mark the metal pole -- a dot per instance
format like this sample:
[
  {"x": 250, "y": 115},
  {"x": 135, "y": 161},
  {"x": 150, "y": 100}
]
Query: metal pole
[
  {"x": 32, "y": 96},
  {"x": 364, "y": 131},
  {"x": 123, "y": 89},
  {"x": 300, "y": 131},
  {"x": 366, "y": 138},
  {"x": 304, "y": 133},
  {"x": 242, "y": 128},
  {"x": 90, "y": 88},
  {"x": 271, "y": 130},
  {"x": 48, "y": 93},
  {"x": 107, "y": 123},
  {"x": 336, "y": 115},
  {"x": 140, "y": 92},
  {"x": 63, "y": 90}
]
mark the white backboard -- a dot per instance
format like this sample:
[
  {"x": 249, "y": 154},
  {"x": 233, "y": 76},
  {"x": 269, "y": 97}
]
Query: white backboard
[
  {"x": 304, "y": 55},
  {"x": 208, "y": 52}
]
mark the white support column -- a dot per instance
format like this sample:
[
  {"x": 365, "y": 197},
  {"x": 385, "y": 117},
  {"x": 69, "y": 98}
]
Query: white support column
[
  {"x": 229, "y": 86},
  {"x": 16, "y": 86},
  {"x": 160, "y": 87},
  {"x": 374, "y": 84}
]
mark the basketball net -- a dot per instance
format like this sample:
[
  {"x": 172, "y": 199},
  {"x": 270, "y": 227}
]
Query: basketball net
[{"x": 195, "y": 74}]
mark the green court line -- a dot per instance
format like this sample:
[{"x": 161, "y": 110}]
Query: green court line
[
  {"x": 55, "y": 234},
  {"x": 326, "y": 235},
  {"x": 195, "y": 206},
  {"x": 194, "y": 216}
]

════════════════════

▶ [TASK DIRECTIONS]: Copy all of the lines above again word for word.

▶ [OUTPUT OF THE TASK]:
mark the metal pole -- a dot per instance
format like this sample:
[
  {"x": 250, "y": 115},
  {"x": 135, "y": 161},
  {"x": 150, "y": 100}
]
Query: metal pole
[
  {"x": 32, "y": 96},
  {"x": 364, "y": 131},
  {"x": 123, "y": 89},
  {"x": 300, "y": 131},
  {"x": 366, "y": 138},
  {"x": 304, "y": 133},
  {"x": 242, "y": 128},
  {"x": 90, "y": 88},
  {"x": 271, "y": 130},
  {"x": 48, "y": 93},
  {"x": 107, "y": 123},
  {"x": 336, "y": 115},
  {"x": 140, "y": 92},
  {"x": 63, "y": 90}
]
mark the white backboard -- a dot per instance
format like this sample:
[
  {"x": 249, "y": 154},
  {"x": 233, "y": 76},
  {"x": 269, "y": 97}
]
Query: white backboard
[
  {"x": 304, "y": 55},
  {"x": 208, "y": 52}
]
mark the white support column -- a dot per instance
format like this sample:
[
  {"x": 365, "y": 197},
  {"x": 385, "y": 117},
  {"x": 69, "y": 98}
]
Query: white support column
[
  {"x": 229, "y": 86},
  {"x": 16, "y": 86},
  {"x": 160, "y": 87},
  {"x": 374, "y": 84}
]
mark the basketball net -- a dot per instance
format like this sample:
[
  {"x": 172, "y": 199},
  {"x": 270, "y": 227}
]
Query: basketball net
[{"x": 195, "y": 74}]
mark the green court line -- a dot per instance
format like this sample:
[{"x": 161, "y": 110}]
Query: green court line
[
  {"x": 55, "y": 234},
  {"x": 326, "y": 235},
  {"x": 195, "y": 206},
  {"x": 194, "y": 216}
]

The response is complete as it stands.